To be done:
Copy the rows from the line containing "Identify the asphalt" through the end of the rows, requests included, and rescale every point coordinate in the answers by 1.75, rounding to whole numbers with halves going up. Keep the sample coordinates in the requests as they are.

*** Data to use

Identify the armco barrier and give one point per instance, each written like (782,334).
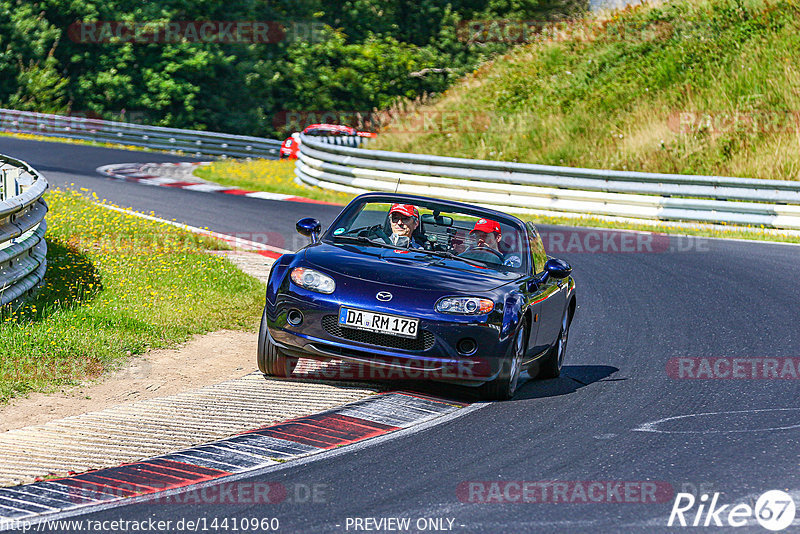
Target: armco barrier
(548,190)
(22,227)
(193,142)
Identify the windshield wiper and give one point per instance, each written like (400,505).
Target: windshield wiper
(449,255)
(362,240)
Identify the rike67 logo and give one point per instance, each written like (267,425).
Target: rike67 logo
(774,510)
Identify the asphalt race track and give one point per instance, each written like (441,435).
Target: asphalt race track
(602,422)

******

Output for this exercise:
Identify the asphalt race track and give one point per instance, each written like (441,435).
Target: asphalt race track
(1054,739)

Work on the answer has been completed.